Given passage:

What are you doing to raise awareness of coeliac disease for Coeliac awareness week – The gluten free challenge? Find out more about the Gluten Free Challenge on the Coeliac UK website.
This week, from 14 – 20 May 2012, is Coeliac Awareness Week and the theme, as discussed above, is The Gluten free Challenge. Well, I can handle that. Surely? As a hardened allegen avoider already, what’s one new thing when I’ve already been used to eating many #GF foods anyway?
Coeliac disease isn’t common but it does seem to be on the rise, just like allergies. However, is it just that people are getting a proper diagnosis sooner instead of suffering in silence with irritable bowel type complaints.
Ultimately, if left undiagnosed, coeliac disease can result in long-term ill-health, osteoperosis and even in rare cases, death. Coeliac disease effects the lining of the intestines so that it becomes damaged, so that food is not absorbed properly, the body doesn’t benefit from nutrients, the person can loose weight dramatically due to diarrhea or suffer constipation. Not everyone has the same symptoms, which is why it’s so hard to diagnose.
It’s not an allergy, though there is a shared feeling between those with a wheat and or gluten allergy and those with coeliac disease because the treatment is the same – avoid the gluten and wheat.

Data extract:
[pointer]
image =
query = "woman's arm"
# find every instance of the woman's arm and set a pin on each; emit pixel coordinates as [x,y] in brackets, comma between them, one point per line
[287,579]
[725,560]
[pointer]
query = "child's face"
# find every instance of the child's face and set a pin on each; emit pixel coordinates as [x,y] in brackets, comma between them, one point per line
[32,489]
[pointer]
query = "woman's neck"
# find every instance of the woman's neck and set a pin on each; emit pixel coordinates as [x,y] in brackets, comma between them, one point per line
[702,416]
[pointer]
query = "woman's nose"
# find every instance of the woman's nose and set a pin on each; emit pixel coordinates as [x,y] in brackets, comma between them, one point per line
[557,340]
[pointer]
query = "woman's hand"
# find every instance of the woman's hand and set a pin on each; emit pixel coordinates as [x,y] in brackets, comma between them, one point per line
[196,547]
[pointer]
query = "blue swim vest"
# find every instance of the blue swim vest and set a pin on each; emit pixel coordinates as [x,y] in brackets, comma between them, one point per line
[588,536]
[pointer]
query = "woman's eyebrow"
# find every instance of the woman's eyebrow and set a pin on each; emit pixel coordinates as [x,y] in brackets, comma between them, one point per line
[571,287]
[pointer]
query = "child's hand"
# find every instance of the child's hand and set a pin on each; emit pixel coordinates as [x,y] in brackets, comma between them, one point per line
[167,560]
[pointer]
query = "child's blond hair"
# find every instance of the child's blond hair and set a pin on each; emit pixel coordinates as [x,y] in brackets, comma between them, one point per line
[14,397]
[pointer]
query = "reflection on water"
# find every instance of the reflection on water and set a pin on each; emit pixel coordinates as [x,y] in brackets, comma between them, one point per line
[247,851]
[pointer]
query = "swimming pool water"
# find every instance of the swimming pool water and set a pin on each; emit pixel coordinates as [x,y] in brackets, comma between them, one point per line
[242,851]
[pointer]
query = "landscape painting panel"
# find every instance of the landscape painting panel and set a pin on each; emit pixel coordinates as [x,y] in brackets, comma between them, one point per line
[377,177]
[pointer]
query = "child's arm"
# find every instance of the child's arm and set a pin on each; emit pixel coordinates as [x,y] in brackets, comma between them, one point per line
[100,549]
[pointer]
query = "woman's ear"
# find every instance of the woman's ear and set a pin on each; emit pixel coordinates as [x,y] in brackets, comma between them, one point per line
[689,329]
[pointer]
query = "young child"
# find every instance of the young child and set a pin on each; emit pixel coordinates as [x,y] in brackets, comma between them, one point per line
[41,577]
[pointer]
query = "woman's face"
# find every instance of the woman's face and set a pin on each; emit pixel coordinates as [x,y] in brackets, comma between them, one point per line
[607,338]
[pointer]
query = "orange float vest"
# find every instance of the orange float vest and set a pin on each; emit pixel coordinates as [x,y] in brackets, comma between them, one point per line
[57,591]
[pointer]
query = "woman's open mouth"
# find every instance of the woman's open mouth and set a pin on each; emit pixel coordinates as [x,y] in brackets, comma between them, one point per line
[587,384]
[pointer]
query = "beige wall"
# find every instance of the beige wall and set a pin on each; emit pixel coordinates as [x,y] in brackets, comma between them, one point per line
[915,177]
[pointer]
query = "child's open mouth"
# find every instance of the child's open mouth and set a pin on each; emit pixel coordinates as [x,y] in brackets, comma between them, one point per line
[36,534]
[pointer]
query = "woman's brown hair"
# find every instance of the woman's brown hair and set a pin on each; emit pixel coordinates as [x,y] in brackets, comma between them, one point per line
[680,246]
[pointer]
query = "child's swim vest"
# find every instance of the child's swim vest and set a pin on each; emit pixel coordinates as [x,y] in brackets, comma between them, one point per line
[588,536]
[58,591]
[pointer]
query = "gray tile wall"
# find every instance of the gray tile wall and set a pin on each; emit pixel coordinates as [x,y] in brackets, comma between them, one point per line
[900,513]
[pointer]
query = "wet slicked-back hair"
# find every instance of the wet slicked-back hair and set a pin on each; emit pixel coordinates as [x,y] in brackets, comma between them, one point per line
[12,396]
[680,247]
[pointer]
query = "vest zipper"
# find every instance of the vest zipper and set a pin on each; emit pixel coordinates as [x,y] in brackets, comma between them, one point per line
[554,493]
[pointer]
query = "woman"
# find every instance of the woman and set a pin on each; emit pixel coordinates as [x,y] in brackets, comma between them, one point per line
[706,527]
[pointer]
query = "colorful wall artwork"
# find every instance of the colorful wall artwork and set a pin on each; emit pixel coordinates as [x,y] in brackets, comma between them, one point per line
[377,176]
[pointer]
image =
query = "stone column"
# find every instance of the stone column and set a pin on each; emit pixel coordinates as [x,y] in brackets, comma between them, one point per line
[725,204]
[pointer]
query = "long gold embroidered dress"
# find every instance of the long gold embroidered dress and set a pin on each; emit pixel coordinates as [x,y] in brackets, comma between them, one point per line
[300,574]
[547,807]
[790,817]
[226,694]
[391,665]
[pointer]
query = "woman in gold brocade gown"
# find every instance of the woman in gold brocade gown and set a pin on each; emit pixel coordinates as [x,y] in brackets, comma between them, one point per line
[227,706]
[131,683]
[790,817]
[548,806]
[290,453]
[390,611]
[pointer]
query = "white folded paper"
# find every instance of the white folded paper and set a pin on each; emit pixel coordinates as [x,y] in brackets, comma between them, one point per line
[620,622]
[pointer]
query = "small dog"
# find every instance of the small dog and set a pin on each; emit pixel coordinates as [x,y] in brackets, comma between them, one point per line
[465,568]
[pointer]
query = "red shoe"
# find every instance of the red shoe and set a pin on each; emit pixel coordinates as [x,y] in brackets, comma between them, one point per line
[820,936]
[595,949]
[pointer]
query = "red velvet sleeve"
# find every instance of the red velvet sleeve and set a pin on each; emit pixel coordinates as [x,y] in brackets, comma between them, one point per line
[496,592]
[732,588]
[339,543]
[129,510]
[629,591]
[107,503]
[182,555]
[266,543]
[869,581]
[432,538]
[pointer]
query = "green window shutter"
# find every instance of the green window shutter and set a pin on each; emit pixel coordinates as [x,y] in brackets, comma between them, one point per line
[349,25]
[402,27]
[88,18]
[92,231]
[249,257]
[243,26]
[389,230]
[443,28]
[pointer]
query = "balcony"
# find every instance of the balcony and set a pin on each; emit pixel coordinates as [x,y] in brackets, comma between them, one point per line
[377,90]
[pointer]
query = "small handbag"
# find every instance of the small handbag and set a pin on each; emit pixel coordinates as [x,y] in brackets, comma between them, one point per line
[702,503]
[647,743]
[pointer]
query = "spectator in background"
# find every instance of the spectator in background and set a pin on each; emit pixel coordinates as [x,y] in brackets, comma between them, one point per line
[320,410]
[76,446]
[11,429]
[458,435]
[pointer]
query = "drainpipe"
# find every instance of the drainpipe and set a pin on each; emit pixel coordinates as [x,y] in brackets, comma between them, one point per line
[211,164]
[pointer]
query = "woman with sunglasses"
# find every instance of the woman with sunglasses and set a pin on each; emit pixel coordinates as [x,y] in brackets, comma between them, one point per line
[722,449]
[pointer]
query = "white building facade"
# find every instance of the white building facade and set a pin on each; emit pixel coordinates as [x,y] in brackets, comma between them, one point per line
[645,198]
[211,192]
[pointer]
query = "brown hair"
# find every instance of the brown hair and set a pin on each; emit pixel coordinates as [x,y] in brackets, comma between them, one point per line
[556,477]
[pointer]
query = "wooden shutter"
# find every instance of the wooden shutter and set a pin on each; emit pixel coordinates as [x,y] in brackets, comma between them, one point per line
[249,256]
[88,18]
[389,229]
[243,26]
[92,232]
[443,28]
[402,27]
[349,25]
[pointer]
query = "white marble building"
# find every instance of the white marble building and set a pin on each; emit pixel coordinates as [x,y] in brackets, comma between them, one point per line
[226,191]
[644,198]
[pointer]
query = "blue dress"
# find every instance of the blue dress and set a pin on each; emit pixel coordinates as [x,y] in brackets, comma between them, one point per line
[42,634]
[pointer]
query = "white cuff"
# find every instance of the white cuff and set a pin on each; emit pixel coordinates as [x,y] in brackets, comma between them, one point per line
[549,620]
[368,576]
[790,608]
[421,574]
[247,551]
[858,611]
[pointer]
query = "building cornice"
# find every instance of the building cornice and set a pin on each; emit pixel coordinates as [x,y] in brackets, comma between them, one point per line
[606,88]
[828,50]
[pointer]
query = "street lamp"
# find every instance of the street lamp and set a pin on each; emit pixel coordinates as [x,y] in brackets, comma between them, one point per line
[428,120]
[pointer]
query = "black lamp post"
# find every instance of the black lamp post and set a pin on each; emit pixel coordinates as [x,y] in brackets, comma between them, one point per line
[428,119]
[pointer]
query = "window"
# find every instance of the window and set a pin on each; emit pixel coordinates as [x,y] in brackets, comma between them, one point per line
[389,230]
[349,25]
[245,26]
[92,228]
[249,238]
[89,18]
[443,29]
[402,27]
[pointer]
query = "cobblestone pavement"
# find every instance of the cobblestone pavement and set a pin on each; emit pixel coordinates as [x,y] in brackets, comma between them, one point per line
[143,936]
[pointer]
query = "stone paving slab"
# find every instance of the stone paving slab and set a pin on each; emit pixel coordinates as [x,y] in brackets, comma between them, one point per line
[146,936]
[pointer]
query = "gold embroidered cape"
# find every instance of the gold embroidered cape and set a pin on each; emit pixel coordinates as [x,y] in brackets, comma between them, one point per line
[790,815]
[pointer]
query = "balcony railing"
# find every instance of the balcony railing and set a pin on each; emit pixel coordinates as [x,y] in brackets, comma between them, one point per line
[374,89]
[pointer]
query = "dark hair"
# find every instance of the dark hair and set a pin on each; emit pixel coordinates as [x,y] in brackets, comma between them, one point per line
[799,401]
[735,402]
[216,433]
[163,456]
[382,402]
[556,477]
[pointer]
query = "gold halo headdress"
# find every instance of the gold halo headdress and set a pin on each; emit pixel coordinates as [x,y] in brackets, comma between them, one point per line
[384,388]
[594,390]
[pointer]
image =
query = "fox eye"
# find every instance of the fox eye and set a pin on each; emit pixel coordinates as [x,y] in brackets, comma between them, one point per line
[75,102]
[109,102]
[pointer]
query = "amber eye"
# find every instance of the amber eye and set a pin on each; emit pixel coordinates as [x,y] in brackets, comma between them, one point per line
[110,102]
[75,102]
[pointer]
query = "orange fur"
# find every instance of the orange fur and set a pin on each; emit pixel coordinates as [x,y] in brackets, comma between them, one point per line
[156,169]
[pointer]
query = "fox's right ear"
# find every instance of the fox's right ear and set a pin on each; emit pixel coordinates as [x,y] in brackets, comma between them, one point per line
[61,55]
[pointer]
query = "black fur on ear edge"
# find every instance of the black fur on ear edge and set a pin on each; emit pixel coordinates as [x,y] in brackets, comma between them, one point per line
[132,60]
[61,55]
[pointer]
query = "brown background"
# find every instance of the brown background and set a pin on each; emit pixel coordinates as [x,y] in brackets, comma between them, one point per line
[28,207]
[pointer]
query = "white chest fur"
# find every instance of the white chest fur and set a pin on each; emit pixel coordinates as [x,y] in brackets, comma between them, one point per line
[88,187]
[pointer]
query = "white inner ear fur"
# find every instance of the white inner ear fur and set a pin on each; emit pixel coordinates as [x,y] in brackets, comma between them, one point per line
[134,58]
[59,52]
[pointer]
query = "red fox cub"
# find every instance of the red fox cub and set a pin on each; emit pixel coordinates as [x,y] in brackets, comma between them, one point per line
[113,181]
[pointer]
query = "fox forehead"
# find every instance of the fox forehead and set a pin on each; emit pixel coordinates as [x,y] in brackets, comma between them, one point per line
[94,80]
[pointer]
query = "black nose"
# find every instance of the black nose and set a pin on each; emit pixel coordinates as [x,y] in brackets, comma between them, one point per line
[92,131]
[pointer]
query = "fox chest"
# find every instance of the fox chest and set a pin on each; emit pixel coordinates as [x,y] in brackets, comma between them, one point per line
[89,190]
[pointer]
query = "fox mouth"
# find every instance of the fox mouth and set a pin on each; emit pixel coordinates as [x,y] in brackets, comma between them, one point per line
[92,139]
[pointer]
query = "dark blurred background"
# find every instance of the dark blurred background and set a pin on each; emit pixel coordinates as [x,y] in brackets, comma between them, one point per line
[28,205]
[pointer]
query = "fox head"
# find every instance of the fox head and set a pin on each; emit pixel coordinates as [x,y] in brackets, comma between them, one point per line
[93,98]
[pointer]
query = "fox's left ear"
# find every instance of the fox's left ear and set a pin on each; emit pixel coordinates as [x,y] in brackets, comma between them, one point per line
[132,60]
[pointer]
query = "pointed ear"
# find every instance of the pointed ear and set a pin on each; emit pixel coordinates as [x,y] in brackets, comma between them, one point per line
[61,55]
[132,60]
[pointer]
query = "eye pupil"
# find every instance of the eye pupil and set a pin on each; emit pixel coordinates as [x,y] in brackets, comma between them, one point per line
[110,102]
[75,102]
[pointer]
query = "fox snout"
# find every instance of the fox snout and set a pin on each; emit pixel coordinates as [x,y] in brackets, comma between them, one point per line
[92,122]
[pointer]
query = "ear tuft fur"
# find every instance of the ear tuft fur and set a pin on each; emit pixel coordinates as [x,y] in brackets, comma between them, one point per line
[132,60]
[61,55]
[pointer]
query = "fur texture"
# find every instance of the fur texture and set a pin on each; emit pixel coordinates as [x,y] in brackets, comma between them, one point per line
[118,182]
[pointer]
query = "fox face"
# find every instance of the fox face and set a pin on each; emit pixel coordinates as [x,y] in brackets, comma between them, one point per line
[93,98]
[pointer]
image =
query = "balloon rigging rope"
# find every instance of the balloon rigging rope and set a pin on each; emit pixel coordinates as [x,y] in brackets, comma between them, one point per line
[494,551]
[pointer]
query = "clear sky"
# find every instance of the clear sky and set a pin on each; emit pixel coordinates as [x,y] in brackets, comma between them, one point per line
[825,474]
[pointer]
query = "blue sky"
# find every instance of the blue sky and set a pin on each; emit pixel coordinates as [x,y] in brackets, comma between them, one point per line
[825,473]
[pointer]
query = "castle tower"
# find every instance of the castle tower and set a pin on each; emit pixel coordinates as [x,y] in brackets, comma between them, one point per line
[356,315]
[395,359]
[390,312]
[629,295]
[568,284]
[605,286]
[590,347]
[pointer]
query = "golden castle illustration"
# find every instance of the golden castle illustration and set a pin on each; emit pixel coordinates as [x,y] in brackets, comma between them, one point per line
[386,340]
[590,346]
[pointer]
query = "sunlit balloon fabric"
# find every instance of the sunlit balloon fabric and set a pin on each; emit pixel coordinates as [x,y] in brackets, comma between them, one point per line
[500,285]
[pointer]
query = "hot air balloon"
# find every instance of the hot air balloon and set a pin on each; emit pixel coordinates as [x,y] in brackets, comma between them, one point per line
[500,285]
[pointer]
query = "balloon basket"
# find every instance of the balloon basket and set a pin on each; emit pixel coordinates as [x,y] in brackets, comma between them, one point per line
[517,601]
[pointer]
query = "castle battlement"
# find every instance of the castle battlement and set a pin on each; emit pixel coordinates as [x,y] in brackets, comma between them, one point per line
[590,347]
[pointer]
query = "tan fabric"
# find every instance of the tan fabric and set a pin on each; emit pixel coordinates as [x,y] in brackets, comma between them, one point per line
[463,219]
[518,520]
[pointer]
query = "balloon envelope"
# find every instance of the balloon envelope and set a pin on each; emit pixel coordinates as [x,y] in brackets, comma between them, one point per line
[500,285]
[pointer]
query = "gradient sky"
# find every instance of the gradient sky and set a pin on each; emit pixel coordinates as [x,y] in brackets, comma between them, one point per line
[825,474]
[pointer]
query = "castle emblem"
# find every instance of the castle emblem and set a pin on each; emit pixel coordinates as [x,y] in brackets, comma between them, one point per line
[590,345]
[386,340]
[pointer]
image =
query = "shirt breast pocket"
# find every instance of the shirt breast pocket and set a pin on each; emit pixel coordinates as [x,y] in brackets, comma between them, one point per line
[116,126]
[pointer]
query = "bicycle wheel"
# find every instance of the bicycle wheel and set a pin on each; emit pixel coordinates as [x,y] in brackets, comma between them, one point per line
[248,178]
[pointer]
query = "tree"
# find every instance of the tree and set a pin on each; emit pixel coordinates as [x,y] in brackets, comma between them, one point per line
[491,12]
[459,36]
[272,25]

Check your understanding:
a. In the coeliac awareness post, the sentence beginning "Coeliac disease effects the lining" lists what follows from damage to the intestines. List each of those outcomes.
b. Continue the coeliac awareness post from its last sentence onward.
The entries are separate material and unrelated to the coeliac awareness post.

Numbered answers:
a.
- Food is not absorbed properly.
- The body doesn't benefit from nutrients.
- The person can lose weight dramatically due to diarrhea.
- The person can suffer constipation.

b.
I have often thought I had a problem digesting wheat and gluten, but it was never as serious as the allergies I also have, which are life threatening. The wheat would just leave me bloated, but I felt, in the interests of maintaining as normal and broad a diet as I could that I tried to eat some regularly.
I didn’t want to develop another real allergy by avoiding it too stringently. My health is far, far better when I do avoid the wheat though and recently the side effects have been so painful and uncomforatable, affecting my daily life immensely, so I’ve decided that it’s got to go. I am hoping to get retested to find out what is happening but chronic stomach cramps that wake me in the night and constipation that lasts weeks isn’t something I can live with.
I have discovered that ‘going truly gluten free’ is certainly a challenge.
Toast got me at the first hurdle
In fact I failed at the first hurdle. The toaster!
I realised that I have been making my gluten free toast in the same toaster as my wheat eating husband. Perhaps there is challenge number two – to him – Mr what allergy has to go gluten free too!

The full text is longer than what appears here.